WORK ORDER – What is needed here is a faithful repeat of every entry, with no character changed.

═════ SOURCE INFORMATION ═════

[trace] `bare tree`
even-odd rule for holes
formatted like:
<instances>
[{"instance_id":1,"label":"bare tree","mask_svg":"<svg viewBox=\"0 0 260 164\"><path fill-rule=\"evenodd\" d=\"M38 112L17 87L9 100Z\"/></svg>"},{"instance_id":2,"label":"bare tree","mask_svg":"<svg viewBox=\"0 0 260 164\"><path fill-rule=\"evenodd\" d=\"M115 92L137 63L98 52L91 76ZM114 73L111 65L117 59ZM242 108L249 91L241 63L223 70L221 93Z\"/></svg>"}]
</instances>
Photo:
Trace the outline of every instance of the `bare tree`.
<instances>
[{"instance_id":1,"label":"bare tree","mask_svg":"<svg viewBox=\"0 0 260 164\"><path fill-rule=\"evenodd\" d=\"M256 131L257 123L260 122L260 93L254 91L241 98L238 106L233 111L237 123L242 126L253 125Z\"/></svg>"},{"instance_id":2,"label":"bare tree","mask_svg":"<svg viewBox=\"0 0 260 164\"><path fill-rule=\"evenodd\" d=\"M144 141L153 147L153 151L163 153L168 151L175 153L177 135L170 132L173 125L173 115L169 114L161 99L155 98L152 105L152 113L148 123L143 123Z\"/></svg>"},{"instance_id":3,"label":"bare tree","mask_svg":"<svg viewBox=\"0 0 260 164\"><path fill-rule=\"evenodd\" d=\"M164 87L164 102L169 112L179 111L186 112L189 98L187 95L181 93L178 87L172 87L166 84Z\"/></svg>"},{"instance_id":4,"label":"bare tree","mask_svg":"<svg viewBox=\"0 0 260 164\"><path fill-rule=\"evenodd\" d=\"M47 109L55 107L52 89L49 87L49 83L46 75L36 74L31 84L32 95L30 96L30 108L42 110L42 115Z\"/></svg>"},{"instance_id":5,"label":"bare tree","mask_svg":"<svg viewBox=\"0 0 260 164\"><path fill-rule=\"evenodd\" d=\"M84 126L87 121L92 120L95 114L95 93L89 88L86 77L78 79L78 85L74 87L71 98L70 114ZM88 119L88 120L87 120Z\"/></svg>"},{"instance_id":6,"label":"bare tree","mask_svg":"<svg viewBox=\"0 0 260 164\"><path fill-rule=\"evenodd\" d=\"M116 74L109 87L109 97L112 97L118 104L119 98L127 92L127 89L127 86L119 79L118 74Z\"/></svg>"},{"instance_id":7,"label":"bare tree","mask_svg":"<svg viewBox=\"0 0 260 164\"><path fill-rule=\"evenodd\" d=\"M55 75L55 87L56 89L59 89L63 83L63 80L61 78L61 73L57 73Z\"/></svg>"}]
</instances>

═════

WRITTEN SOLUTION –
[trace] `bare tree`
even-odd rule for holes
formatted like:
<instances>
[{"instance_id":1,"label":"bare tree","mask_svg":"<svg viewBox=\"0 0 260 164\"><path fill-rule=\"evenodd\" d=\"M38 112L17 87L9 100Z\"/></svg>"},{"instance_id":2,"label":"bare tree","mask_svg":"<svg viewBox=\"0 0 260 164\"><path fill-rule=\"evenodd\" d=\"M115 92L137 63L98 52L91 76ZM114 73L111 65L117 59ZM242 108L249 91L241 63L223 70L221 93Z\"/></svg>"}]
</instances>
Photo:
Trace the outline of every instance of the `bare tree`.
<instances>
[{"instance_id":1,"label":"bare tree","mask_svg":"<svg viewBox=\"0 0 260 164\"><path fill-rule=\"evenodd\" d=\"M256 131L257 123L260 122L260 93L254 91L241 98L238 106L233 111L237 123L242 126L253 125Z\"/></svg>"},{"instance_id":2,"label":"bare tree","mask_svg":"<svg viewBox=\"0 0 260 164\"><path fill-rule=\"evenodd\" d=\"M144 141L153 147L153 151L163 153L168 151L175 153L177 135L170 132L173 125L173 115L169 114L161 99L155 98L152 105L152 113L148 123L143 123Z\"/></svg>"},{"instance_id":3,"label":"bare tree","mask_svg":"<svg viewBox=\"0 0 260 164\"><path fill-rule=\"evenodd\" d=\"M164 87L164 102L169 112L179 111L186 112L189 98L187 95L181 93L178 87L172 87L166 84Z\"/></svg>"},{"instance_id":4,"label":"bare tree","mask_svg":"<svg viewBox=\"0 0 260 164\"><path fill-rule=\"evenodd\" d=\"M47 109L55 107L52 89L49 87L49 83L46 75L36 74L31 84L32 95L30 96L30 108L42 110L42 115Z\"/></svg>"},{"instance_id":5,"label":"bare tree","mask_svg":"<svg viewBox=\"0 0 260 164\"><path fill-rule=\"evenodd\" d=\"M84 126L87 121L92 120L95 114L95 93L89 88L86 77L78 79L78 85L74 87L71 98L70 114ZM88 119L88 120L87 120Z\"/></svg>"},{"instance_id":6,"label":"bare tree","mask_svg":"<svg viewBox=\"0 0 260 164\"><path fill-rule=\"evenodd\" d=\"M116 74L109 87L109 97L112 97L118 104L119 98L127 92L127 89L127 86L119 79L118 74Z\"/></svg>"},{"instance_id":7,"label":"bare tree","mask_svg":"<svg viewBox=\"0 0 260 164\"><path fill-rule=\"evenodd\" d=\"M55 75L55 87L56 89L59 89L63 83L63 80L61 78L61 73L57 73Z\"/></svg>"}]
</instances>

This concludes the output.